- Source extract -
"""
# YULL walter william (known as Billy)



## yull (Jan 6, 2013)

He was posted missing on christmas eve December 1952 from the 
S.S.WENCESLAO off the coast of South America.
The previous year he saved a man who fell overboard.
Can anyone throw any light on him.
Thank you.


----------



## Sister Eleff (Nov 28, 2006)

Welcome to the site Yull. I presume Billy was a relative of yours and hope someone can help you with your search for information.


----------



## Roger Griffiths (Feb 10, 2006)

I don't know if this is your man. 
http://discovery.nationalarchives.gov.uk/SearchUI/Details?uri=C8364927

Roger


----------



## R58484956 (Apr 19, 2004)

Greetings* Yull *and welcome to* SN*. Bon voyage.


----------



## yull (Jan 6, 2013)

Dear Roger
Thank you for pointing me in the right direction. I do family history, and Billy was my dad's brother, I was only three when he died.
Regards
Yull


----------



## Hugh MacLean (Nov 18, 2005)

I can confirm that Roger has the correct man. See attached.
"""
- Task statement -
Reproduce the forum thread about Billy Yull in full, word for word.

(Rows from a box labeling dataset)
"""
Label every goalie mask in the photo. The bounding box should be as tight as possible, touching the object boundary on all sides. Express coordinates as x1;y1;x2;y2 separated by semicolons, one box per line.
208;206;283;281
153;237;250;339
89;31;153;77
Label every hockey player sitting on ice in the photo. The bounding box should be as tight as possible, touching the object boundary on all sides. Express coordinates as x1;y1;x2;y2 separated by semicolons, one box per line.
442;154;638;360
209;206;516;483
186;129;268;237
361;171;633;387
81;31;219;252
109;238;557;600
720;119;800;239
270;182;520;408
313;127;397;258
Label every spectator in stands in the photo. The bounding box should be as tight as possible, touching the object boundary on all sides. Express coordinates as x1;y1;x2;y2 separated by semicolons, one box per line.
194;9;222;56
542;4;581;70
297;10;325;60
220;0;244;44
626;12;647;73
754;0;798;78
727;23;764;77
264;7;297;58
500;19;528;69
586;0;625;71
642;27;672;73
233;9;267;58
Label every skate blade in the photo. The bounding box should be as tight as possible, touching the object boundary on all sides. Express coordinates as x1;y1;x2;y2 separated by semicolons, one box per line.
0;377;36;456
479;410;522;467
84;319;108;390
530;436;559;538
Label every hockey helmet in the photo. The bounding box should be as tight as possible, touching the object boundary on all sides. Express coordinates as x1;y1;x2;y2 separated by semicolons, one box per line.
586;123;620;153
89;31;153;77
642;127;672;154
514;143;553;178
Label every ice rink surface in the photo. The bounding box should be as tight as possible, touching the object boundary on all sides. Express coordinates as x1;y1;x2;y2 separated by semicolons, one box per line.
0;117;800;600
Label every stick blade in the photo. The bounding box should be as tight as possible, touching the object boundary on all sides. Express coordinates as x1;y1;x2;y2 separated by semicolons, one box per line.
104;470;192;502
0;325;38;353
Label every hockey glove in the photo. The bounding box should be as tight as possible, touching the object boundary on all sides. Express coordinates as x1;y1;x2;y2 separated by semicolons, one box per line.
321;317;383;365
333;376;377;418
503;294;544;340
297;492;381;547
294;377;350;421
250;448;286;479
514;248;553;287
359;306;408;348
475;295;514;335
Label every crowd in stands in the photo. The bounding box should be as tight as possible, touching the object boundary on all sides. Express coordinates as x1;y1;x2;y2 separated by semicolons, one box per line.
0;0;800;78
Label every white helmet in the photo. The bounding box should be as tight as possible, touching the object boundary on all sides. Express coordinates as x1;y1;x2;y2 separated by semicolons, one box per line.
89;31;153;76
"""
- Full response -
# YULL walter william (known as Billy)



## yull (Jan 6, 2013)

He was posted missing on christmas eve December 1952 from the 
S.S.WENCESLAO off the coast of South America.
The previous year he saved a man who fell overboard.
Can anyone throw any light on him.
Thank you.


----------



## Sister Eleff (Nov 28, 2006)

Welcome to the site Yull. I presume Billy was a relative of yours and hope someone can help you with your search for information.


----------



## Roger Griffiths (Feb 10, 2006)

I don't know if this is your man. 
http://discovery.nationalarchives.gov.uk/SearchUI/Details?uri=C8364927

Roger


----------



## R58484956 (Apr 19, 2004)

Greetings* Yull *and welcome to* SN*. Bon voyage.


----------



## yull (Jan 6, 2013)

Dear Roger
Thank you for pointing me in the right direction. I do family history, and Billy was my dad's brother, I was only three when he died.
Regards
Yull


----------



## Hugh MacLean (Nov 18, 2005)

I can confirm that Roger has the correct man. See attached.